**Task description:**
Write out the text on CEO pulchronomics, shown below, word for word from "To read this" up to and including "New Jersey, USA)".
-------- Passage to read --------
To read this content please select one of the options below:

CEO pulchronomics and appearance discrimination

Jung Yeun (June) Kim (School of Business, Rutgers University Camden, Camden, New Jersey, USA)
Linna Shi (Carl H. Lindner College of Business, University of Cincinnati, Cincinnati, Ohio, USA)
Nan Zhou (Carl H. Lindner College of Business, University of Cincinnati, Cincinnati, Ohio, USA)

Asian Review of Accounting

ISSN: 1321-7348

Article publication date: 10 August 2021

Issue publication date: 13 August 2021

272

Abstract

Purpose

Pulchronomics studies the economics of beauty. The purpose of this paper is to research CEO pulchronomics by examining whether a beauty premium exists in CEO compensation and whether this beauty premium is justified by differences in CEO performance.
-------- Information provided --------
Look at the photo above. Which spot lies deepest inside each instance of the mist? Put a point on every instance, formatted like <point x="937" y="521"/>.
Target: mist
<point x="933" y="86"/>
--------
**Exercise answer:**
To read this content please select one of the options below:

CEO pulchronomics and appearance discrimination

Jung Yeun (June) Kim (School of Business, Rutgers University Camden, Camden, New Jersey, USA)